ASSIGNED TASK: Write out each record again exactly as it stands.
►
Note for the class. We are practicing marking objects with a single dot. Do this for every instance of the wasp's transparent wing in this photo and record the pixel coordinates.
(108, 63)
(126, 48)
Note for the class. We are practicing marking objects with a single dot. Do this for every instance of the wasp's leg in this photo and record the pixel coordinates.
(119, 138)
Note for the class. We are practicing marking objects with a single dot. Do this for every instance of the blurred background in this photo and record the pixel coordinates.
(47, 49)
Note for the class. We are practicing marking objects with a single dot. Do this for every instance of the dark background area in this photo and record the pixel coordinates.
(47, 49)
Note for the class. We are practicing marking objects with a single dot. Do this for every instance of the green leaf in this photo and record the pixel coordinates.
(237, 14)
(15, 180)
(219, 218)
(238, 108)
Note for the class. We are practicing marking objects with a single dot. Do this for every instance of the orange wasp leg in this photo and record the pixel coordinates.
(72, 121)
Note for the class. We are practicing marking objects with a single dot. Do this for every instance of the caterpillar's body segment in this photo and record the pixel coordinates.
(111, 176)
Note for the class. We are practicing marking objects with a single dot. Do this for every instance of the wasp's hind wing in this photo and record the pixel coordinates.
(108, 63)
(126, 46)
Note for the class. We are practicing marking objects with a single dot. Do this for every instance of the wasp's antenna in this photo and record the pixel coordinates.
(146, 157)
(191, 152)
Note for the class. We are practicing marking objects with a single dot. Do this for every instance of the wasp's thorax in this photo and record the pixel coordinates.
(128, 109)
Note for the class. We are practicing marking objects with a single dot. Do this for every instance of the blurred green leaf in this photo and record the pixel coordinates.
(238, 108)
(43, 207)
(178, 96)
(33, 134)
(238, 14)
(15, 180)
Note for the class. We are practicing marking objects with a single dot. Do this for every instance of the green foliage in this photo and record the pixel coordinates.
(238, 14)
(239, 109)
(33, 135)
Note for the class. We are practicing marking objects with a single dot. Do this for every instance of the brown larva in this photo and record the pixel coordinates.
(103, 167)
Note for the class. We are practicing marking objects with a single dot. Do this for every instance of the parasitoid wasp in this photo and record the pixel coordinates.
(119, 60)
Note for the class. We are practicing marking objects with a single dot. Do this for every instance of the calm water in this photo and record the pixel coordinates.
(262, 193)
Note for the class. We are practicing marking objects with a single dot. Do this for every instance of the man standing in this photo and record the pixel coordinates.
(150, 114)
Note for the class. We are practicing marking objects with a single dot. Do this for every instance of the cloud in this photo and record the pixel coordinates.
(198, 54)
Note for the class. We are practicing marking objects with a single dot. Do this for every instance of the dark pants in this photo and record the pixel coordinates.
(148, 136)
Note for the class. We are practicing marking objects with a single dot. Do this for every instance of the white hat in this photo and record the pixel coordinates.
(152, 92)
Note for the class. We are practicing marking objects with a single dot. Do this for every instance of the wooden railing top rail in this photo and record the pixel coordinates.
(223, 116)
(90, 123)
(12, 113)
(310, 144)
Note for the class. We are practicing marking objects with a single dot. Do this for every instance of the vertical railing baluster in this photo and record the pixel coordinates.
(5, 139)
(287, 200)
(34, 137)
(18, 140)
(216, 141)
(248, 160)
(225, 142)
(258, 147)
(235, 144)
◄
RESPONSE BELOW:
Note for the class. We are practicing marking objects with a single dot. Do this for every instance of the wasp's transparent wing in this photo and record the pixel coordinates.
(108, 63)
(126, 48)
Note for the class. We are practicing marking objects with a single dot. Do this for every instance of the wasp's leg in this photo and record the pixel coordinates.
(119, 138)
Note for the class. We are practicing marking objects with a single dot. Do this for every instance of the blurred background in this photo and record the pixel coordinates.
(47, 49)
Note for the class. We are practicing marking objects with a single dot. Do this for every instance of the dark background area in this photo and record the pixel coordinates.
(47, 49)
Note for the class. We are practicing marking objects with a single dot. Do this for every instance of the green leaf in this photo and record the pixel coordinates.
(237, 14)
(15, 180)
(219, 218)
(238, 108)
Note for the class. We are practicing marking objects with a single dot. Do this for every instance of the orange wasp leg in this photo and record the pixel coordinates.
(72, 121)
Note for the class. We are practicing marking objects with a single dot. Do this for every instance of the caterpillar's body segment in this photo and record the pixel coordinates.
(111, 176)
Note for the class. We are practicing marking objects with a single dot. Do this for every instance of the wasp's hind wing in this photo and record the pixel coordinates.
(108, 63)
(126, 46)
Note for the class. We are practicing marking objects with a single dot. Do this for every instance of the wasp's antenna in this photo and record the pixel coordinates.
(146, 157)
(191, 152)
Note for the class. We are practicing marking objects with a single dot. Do this for every instance of the wasp's thorax in this photo and record the pixel coordinates.
(128, 109)
Note for the class. We are practicing marking objects with a single dot. Do this for every instance of the blurred green leaf in this photo and record the pixel coordinates.
(238, 108)
(43, 207)
(178, 96)
(33, 134)
(238, 14)
(15, 180)
Note for the class. We are practicing marking objects with a single dot. Do this for every instance of the green foliage in this photo and record the pixel coordinates.
(238, 14)
(239, 109)
(33, 135)
Note for the class. We are practicing marking objects with a single dot. Do this for every instance of the brown larva in this photo and record the pixel coordinates.
(103, 167)
Note for the class. We are practicing marking objects with a single dot. Do this for every instance of the parasitoid wasp in this photo and record the pixel coordinates.
(119, 60)
Note for the class. We are practicing marking objects with a single dot. Do this for every instance of the calm water in this photo and record the pixel coordinates.
(262, 193)
Note for the class. We are practicing marking objects with a single dot. Do this for every instance of the man standing in this photo and record the pixel coordinates.
(150, 114)
Note for the class. We are practicing marking objects with a single dot. Do this for every instance of the cloud in this photo and record the pixel coordinates.
(198, 54)
Note for the class. We are practicing marking objects with a single dot. Do this for every instance of the dark pants in this photo and record the pixel coordinates.
(148, 136)
Note for the class. We are practicing marking objects with a single dot. Do this for every instance of the white hat in this photo and record the pixel coordinates.
(152, 92)
Note for the class. We are practicing marking objects with a single dot. Do this for every instance of the wooden railing top rail in this photo and record the pixel coordinates.
(223, 116)
(90, 123)
(12, 113)
(310, 144)
Note for the class. We are practicing marking objects with a single dot. Do this for every instance of the vertical railing baluster in this photo and record the pixel coordinates.
(5, 139)
(287, 200)
(34, 137)
(18, 140)
(216, 141)
(248, 160)
(225, 142)
(258, 147)
(235, 144)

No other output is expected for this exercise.